Data for processing ::
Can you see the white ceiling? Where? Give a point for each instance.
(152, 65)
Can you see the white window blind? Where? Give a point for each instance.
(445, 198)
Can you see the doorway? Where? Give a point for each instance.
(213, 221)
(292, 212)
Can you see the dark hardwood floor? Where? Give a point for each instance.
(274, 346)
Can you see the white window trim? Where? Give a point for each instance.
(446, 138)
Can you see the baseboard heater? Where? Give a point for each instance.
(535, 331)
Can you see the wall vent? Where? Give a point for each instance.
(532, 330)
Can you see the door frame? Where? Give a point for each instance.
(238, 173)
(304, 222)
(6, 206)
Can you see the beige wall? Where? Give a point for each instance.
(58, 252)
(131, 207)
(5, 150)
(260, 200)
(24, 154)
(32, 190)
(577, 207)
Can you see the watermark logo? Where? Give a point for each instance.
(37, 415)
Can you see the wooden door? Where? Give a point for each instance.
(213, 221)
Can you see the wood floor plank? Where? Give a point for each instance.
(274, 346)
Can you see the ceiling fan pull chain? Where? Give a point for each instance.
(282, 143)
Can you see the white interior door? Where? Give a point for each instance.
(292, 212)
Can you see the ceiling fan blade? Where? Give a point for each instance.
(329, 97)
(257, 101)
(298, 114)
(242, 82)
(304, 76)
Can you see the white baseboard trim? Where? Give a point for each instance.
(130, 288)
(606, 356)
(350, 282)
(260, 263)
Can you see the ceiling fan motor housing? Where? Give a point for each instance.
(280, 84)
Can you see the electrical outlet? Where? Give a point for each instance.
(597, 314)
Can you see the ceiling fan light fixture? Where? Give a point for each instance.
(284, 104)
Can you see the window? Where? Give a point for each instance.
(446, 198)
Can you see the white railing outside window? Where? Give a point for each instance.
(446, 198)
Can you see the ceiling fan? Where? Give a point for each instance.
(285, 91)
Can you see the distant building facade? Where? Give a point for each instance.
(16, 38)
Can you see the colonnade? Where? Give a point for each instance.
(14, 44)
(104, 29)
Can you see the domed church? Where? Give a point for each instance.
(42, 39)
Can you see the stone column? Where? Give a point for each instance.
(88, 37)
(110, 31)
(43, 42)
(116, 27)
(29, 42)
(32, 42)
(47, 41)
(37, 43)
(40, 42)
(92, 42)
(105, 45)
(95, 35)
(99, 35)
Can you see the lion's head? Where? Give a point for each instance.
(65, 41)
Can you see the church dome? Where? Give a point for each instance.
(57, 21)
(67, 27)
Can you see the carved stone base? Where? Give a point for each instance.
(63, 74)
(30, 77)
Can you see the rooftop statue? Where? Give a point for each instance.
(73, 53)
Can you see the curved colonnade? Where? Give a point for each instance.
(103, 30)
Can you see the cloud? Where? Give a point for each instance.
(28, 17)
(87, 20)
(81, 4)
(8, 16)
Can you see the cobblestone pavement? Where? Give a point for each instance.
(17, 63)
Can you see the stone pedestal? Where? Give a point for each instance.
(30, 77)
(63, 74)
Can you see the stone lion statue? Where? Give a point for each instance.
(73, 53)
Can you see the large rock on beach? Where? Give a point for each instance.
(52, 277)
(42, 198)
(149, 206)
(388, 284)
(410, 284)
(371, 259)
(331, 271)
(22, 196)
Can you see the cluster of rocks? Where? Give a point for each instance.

Direction ::
Copy each record from above without leaving any out.

Exercise answer ::
Can you see the white ceiling? Where? Give a point for each instance.
(152, 65)
Can you see the white window blind? Where? Give a point for each instance.
(445, 198)
Can you see the doorway? Where? Give a point for each instance.
(213, 221)
(292, 212)
Can you see the dark hardwood floor? Where? Give a point for each instance.
(274, 346)
Can you see the white window trim? Where? Give a point for each instance.
(446, 138)
Can you see the baseboard heater? Where? Give a point for each instance.
(535, 331)
Can you see the wall vent? Where? Give a point for each instance.
(532, 330)
Can you see the door frame? Where? Give a point for each instance.
(238, 173)
(304, 222)
(6, 206)
Can you see the beige wall? Where? Give a point for each instance.
(58, 252)
(131, 207)
(5, 150)
(260, 200)
(24, 154)
(32, 190)
(577, 207)
Can you see the watermark logo? Where? Give a point for each instance.
(37, 415)
Can you see the wooden door? Where? Give a point for each instance.
(213, 221)
Can you see the wood floor plank? Where? Give a point for each instance.
(274, 346)
Can you see the ceiling fan pull chain? Where? Give a point for each instance.
(282, 143)
Can you see the white interior door? Where? Give a point for each instance.
(292, 212)
Can you see the ceiling fan blade? Where? Give a point for each instance.
(329, 97)
(257, 101)
(298, 114)
(242, 82)
(304, 76)
Can you see the white baseboard trim? Where? Give a point for each instance.
(130, 288)
(606, 356)
(350, 282)
(260, 263)
Can you see the ceiling fan motor housing? Where? Give a point for each instance.
(280, 84)
Can you see the electrical outlet? Where? Give a point for each instance.
(597, 314)
Can you see the ceiling fan light fixture? Where? Give a point for each instance.
(284, 104)
Can you see the window? Where? Give a point for each instance.
(446, 198)
Can you see the white railing outside window? Where? Give a point for each instance.
(446, 198)
Can you see the ceiling fan? Where? Give a point for each instance.
(285, 91)
Can you see the distant building facade? Where? Give a point for each instance.
(16, 38)
Can you see the colonnade? Where? Give a point for each instance.
(14, 44)
(104, 29)
Can you see the domed church? Where? Give a point for each instance.
(42, 39)
Can you see the stone column? Where? Give a point for each instance.
(88, 37)
(110, 31)
(43, 42)
(116, 27)
(29, 42)
(32, 42)
(47, 41)
(37, 43)
(40, 42)
(92, 42)
(105, 45)
(95, 35)
(99, 35)
Can you see the lion's head? Where? Give a point for each instance.
(65, 41)
Can you see the church dome? Where? Give a point for each instance.
(57, 21)
(67, 27)
Can you see the carved stone base? Where? Give a point for each instance.
(63, 74)
(30, 77)
Can you see the rooftop statue? Where? Give a point for each instance.
(73, 53)
Can you see the curved colonnade? Where? Give a point for each instance.
(103, 30)
Can you see the cloud? Where? Give a point for each instance.
(28, 17)
(87, 20)
(81, 4)
(8, 16)
Can you see the cobblestone pavement? Where? Give a point for each instance.
(17, 63)
Can you see the stone pedestal? Where? Give a point for each instance.
(30, 77)
(63, 74)
Can you see the stone lion statue? Where? Give a point for each instance.
(73, 53)
Can you see the large rock on beach? Where? Give a point for each instance.
(52, 277)
(42, 198)
(149, 206)
(388, 284)
(410, 284)
(371, 259)
(331, 271)
(22, 196)
Can you see the cluster of rocks? Where? Give a point for each instance.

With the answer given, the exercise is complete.